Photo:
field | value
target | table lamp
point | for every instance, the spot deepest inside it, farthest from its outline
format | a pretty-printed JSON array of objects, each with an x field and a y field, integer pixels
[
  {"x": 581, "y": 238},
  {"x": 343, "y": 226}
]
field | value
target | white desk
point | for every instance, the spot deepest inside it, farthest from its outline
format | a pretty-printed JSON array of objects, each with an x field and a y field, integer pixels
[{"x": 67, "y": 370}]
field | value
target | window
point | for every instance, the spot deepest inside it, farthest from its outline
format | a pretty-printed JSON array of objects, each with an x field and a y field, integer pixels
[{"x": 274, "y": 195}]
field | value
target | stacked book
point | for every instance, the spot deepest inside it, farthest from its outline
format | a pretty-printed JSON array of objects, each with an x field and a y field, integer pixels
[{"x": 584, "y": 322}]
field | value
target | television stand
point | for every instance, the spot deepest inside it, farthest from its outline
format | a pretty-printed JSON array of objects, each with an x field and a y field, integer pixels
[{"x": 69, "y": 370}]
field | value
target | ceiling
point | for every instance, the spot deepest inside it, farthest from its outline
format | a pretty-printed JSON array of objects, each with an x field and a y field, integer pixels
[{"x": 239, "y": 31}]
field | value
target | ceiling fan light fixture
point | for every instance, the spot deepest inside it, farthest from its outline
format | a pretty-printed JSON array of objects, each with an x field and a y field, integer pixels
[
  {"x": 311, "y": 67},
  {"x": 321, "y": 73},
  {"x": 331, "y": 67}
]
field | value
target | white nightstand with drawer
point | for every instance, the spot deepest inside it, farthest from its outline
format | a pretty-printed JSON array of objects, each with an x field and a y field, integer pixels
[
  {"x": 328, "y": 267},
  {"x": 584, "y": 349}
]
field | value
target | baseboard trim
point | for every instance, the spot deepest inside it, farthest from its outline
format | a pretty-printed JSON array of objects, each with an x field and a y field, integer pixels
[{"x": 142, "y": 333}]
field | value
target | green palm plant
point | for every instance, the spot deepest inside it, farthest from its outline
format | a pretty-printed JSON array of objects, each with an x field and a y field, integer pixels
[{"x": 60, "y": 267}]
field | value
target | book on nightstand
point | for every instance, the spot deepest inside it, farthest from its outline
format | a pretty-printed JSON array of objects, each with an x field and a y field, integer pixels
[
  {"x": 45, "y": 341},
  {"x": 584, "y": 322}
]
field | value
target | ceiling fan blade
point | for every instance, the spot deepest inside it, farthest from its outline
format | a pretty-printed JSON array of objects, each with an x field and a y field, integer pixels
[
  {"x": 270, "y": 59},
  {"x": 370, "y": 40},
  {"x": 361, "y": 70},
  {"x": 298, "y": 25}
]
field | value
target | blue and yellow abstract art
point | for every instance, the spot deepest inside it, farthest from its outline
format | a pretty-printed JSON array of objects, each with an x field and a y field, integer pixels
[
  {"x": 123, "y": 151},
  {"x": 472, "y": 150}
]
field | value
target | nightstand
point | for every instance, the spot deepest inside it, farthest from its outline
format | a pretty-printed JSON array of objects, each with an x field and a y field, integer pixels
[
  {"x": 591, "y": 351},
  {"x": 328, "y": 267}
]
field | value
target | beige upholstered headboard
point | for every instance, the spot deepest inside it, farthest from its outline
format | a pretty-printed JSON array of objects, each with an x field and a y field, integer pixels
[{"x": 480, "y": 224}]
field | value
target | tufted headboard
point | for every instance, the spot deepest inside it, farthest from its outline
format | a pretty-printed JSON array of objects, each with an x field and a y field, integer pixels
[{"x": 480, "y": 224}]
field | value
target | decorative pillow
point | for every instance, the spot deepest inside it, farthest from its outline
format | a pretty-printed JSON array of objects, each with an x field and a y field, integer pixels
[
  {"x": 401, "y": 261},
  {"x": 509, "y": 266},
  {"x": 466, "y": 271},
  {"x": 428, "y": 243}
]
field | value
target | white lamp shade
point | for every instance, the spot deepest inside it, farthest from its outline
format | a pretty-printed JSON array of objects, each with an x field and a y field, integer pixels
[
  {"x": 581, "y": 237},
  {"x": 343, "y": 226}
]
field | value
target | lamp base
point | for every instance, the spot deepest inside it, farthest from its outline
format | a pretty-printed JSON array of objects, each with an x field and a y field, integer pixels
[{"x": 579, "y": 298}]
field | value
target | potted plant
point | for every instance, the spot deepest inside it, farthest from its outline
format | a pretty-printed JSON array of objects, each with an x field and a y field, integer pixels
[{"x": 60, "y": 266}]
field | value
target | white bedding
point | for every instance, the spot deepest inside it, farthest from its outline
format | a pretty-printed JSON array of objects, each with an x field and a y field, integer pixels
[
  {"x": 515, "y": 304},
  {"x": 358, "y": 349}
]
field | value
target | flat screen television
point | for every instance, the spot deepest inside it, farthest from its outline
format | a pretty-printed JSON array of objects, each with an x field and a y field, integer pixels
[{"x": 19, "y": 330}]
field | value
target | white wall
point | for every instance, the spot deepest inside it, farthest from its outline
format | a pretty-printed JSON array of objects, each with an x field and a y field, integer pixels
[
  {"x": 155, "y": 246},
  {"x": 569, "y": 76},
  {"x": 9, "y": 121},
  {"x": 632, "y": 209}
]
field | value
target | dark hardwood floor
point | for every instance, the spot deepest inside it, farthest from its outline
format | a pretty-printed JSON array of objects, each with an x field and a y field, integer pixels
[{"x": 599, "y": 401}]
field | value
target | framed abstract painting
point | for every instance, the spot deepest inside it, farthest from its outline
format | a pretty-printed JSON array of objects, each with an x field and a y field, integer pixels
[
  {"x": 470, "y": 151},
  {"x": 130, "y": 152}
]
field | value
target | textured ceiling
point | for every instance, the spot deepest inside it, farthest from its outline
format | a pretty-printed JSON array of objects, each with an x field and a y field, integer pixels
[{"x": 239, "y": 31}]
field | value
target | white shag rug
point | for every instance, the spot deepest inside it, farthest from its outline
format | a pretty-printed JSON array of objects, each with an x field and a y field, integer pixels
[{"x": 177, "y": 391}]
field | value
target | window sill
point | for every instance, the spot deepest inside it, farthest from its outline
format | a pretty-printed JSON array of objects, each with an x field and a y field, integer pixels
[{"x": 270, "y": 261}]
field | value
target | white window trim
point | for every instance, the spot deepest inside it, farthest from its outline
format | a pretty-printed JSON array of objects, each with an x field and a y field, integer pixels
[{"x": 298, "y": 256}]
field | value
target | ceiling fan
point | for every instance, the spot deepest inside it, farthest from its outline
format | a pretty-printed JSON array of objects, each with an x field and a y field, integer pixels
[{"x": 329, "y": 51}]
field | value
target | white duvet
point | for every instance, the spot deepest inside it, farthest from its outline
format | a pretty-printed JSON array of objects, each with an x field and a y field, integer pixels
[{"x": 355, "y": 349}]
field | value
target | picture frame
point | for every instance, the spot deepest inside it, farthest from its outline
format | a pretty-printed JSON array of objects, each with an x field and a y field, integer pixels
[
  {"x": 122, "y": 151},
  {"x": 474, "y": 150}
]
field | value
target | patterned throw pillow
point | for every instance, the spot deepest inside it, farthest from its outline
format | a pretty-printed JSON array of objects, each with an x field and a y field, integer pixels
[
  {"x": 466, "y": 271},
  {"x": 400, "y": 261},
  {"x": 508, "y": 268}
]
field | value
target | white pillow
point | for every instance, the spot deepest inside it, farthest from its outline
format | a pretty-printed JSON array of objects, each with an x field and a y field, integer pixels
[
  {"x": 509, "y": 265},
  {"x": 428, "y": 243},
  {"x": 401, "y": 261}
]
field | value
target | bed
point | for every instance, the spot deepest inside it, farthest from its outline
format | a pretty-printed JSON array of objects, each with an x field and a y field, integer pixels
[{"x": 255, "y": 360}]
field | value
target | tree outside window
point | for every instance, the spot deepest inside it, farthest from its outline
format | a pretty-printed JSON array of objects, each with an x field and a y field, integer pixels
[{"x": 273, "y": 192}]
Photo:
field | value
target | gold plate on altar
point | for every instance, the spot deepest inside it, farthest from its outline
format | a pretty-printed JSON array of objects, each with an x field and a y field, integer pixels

════════

Task description: Report every line of the data above that contains the word "television", copying each line in full. Case counts.

Answer to this problem:
target | television stand
target | flat screen television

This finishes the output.